- _Objective_
The complete listing should be restated exactly.

[Start]

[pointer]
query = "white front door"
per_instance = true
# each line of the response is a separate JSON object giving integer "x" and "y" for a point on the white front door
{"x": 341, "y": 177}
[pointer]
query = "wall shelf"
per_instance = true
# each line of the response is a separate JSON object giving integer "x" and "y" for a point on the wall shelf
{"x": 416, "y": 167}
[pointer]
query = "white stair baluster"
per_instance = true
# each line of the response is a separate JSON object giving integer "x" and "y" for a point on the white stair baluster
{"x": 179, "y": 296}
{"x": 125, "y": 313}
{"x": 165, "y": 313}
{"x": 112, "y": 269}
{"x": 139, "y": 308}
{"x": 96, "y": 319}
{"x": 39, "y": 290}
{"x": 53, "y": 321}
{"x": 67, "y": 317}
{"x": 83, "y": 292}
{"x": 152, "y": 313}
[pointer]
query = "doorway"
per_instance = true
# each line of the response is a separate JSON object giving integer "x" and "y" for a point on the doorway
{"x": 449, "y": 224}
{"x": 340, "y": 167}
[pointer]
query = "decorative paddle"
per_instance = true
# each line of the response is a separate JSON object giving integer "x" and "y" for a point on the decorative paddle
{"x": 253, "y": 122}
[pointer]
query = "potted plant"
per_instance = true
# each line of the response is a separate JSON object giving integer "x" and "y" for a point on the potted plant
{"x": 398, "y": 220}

[End]

- _Correct result_
[pointer]
query = "white front door"
per_instance = true
# each line of the response is a separate JSON object giving integer "x" and "y" for a point on the white front door
{"x": 341, "y": 177}
[pointer]
query = "wall shelf"
per_instance = true
# each line of the response is a separate JSON object giving integer "x" and "y" for a point on the wall shelf
{"x": 416, "y": 167}
[pointer]
query = "white stair baluster"
per_instance = true
# each line of the response is a separate JSON object giving integer "x" and "y" for a point on the white stair baluster
{"x": 179, "y": 296}
{"x": 125, "y": 313}
{"x": 165, "y": 313}
{"x": 112, "y": 269}
{"x": 139, "y": 308}
{"x": 96, "y": 319}
{"x": 39, "y": 290}
{"x": 53, "y": 321}
{"x": 67, "y": 317}
{"x": 83, "y": 292}
{"x": 152, "y": 313}
[pointer]
query = "doorway"
per_instance = true
# each line of the response is a separate JSON object giving integer "x" and "y" for a point on the doorway
{"x": 449, "y": 224}
{"x": 340, "y": 167}
[pointer]
query = "decorative paddle"
per_instance = true
# each line of the response is a separate JSON object giving integer "x" and "y" for a point on the decorative paddle
{"x": 253, "y": 122}
[pointer]
query = "potted plant"
per_instance = true
# each line of the response is a separate JSON object giving integer "x" and "y" for a point on the potted plant
{"x": 398, "y": 220}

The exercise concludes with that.